[Stored entries]
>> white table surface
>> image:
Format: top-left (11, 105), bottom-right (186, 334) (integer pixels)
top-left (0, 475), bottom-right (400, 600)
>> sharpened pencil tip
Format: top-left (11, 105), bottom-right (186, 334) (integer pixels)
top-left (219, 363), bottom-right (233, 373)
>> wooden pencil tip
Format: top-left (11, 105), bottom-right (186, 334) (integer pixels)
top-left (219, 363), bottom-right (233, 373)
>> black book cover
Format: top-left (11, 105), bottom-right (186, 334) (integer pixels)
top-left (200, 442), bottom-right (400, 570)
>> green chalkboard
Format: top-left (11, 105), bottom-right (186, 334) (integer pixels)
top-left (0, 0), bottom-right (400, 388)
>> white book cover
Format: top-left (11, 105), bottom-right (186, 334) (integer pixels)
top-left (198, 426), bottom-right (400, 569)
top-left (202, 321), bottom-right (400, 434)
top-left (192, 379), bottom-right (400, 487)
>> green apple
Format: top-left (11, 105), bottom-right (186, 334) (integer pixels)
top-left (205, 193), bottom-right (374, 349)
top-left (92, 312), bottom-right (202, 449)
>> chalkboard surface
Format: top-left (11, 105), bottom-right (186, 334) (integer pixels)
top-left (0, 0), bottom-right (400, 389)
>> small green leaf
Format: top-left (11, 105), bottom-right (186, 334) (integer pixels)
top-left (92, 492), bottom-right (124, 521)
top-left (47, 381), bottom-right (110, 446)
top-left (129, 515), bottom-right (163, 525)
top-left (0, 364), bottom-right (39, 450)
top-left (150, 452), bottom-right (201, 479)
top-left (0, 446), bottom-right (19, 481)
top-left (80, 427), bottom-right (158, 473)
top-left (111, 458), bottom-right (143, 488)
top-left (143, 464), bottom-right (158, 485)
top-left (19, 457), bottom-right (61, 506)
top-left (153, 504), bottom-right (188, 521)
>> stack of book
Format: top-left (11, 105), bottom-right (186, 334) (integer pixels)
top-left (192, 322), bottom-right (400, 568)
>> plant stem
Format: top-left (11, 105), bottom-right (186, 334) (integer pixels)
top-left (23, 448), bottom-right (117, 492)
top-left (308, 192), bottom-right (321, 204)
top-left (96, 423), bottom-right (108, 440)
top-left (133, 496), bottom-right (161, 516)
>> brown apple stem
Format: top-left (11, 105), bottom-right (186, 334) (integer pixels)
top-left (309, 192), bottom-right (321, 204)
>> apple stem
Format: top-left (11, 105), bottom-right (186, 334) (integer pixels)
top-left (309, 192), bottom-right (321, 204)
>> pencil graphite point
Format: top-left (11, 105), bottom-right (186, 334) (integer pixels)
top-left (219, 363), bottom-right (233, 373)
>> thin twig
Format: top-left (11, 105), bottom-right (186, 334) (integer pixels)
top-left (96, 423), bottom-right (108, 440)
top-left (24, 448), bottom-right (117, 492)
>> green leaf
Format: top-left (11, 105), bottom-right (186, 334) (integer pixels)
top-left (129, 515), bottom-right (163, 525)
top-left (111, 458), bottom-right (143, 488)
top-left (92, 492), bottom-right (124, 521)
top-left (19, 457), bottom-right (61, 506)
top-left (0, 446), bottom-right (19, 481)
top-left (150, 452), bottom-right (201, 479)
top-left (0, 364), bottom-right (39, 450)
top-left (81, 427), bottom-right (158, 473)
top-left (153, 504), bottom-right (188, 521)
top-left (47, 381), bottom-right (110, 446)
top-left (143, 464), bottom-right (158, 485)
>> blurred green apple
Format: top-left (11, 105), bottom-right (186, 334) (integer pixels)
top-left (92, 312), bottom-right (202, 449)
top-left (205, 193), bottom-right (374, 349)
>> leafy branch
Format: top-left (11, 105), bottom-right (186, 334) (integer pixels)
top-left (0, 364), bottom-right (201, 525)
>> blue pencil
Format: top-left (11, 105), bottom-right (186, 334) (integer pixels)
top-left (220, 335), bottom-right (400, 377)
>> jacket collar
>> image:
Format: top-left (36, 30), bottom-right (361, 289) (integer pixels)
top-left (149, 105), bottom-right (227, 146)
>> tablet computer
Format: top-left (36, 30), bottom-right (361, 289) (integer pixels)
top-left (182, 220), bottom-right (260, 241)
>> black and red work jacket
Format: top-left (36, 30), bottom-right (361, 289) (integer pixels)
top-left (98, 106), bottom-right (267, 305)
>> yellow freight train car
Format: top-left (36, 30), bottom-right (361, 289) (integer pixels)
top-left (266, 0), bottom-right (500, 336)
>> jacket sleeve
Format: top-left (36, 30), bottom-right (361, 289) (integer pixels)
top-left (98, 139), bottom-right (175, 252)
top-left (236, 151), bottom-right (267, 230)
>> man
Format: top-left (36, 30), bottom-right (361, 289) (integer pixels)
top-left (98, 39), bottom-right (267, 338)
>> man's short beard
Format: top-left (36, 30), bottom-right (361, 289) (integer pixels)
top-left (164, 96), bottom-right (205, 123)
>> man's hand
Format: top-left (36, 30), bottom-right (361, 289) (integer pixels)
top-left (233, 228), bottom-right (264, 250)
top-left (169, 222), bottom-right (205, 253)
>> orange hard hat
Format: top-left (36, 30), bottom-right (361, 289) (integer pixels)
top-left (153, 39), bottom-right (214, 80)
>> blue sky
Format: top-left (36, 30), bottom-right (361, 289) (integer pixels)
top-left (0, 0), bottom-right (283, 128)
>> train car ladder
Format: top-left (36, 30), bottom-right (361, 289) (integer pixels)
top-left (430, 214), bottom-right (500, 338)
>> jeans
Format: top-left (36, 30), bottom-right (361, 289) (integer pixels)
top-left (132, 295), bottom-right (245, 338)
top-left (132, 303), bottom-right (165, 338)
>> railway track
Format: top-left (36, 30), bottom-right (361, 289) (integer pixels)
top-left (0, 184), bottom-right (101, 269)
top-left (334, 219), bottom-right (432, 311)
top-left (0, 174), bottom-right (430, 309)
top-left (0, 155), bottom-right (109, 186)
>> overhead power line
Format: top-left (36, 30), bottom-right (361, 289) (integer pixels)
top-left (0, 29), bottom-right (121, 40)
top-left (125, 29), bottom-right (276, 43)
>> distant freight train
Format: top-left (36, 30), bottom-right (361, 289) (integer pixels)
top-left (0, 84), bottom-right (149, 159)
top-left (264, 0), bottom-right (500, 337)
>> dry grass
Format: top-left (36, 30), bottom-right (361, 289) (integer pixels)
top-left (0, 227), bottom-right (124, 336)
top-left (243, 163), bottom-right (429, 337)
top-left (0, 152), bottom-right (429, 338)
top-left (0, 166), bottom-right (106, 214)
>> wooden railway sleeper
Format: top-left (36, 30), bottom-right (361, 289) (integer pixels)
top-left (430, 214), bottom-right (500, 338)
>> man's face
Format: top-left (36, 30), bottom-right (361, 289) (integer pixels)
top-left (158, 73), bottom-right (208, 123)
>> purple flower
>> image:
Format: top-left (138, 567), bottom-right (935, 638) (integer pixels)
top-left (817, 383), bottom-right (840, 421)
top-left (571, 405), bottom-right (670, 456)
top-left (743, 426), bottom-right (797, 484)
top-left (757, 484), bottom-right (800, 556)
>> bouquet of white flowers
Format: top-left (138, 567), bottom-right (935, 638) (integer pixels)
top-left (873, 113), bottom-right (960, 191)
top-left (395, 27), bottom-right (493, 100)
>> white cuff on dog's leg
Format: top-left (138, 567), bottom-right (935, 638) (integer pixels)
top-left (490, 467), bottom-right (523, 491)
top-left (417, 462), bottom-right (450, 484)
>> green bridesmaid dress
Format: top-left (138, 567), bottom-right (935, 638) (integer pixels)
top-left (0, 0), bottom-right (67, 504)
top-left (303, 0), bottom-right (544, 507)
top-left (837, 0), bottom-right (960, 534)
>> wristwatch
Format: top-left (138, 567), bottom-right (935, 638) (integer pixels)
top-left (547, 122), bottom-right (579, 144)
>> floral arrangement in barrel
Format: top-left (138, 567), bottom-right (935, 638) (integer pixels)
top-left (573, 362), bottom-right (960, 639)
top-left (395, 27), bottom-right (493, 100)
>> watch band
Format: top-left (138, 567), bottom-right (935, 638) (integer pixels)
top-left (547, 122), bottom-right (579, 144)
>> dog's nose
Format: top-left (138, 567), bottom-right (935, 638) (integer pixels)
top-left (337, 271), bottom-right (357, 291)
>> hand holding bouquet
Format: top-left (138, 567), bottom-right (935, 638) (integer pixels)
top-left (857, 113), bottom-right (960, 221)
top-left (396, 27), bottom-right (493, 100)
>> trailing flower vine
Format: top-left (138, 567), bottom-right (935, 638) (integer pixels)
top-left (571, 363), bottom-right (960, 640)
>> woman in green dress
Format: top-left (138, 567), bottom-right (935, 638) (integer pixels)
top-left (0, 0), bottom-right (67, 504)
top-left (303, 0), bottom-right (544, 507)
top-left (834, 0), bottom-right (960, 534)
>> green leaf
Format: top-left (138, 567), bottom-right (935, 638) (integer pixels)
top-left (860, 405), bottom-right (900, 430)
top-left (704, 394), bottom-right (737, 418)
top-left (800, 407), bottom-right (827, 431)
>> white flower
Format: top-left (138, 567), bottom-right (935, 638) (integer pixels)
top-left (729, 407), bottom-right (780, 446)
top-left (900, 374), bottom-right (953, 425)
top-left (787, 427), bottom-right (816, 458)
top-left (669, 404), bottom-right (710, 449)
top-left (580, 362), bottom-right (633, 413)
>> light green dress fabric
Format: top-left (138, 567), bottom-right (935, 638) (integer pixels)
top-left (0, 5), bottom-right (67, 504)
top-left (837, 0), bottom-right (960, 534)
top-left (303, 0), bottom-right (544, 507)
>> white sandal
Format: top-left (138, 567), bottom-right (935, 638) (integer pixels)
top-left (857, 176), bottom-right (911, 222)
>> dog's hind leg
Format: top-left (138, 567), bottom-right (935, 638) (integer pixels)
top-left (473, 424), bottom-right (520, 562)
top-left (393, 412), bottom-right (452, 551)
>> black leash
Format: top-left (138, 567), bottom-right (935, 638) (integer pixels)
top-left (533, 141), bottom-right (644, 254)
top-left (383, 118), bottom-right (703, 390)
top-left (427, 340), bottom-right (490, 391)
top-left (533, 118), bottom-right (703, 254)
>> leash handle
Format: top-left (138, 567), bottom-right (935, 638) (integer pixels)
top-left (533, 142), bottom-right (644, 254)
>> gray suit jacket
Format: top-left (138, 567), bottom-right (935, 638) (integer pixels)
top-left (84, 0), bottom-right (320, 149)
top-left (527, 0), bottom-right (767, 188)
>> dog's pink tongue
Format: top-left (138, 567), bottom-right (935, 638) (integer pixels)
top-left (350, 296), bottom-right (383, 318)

• DIRECTIONS
Replace "bouquet" with "flowers" in the part of the data that opens with the line containing "on dog's leg" and closes with the line containing "top-left (396, 27), bottom-right (493, 100)", and write out only that part with everything else unchanged.

• PROBLEM SOLUTION
>> white cuff on dog's leg
Format: top-left (138, 567), bottom-right (935, 638) (integer pixels)
top-left (490, 467), bottom-right (523, 491)
top-left (417, 462), bottom-right (450, 484)
>> green bridesmaid dress
Format: top-left (138, 567), bottom-right (935, 638) (integer pixels)
top-left (0, 0), bottom-right (67, 504)
top-left (303, 0), bottom-right (544, 507)
top-left (837, 0), bottom-right (960, 534)
>> wristwatch
Format: top-left (138, 567), bottom-right (935, 638) (integer pixels)
top-left (547, 122), bottom-right (579, 144)
>> floral arrangement in barrel
Format: top-left (138, 567), bottom-right (935, 638) (integer pixels)
top-left (573, 362), bottom-right (960, 639)
top-left (395, 27), bottom-right (493, 100)
>> watch band
Format: top-left (138, 567), bottom-right (935, 638) (integer pixels)
top-left (547, 122), bottom-right (579, 144)
>> dog's nose
Format: top-left (138, 567), bottom-right (935, 638) (integer pixels)
top-left (337, 271), bottom-right (357, 291)
>> hand holding flowers
Format: top-left (138, 567), bottom-right (935, 638) (integer pixels)
top-left (857, 113), bottom-right (960, 221)
top-left (396, 27), bottom-right (493, 100)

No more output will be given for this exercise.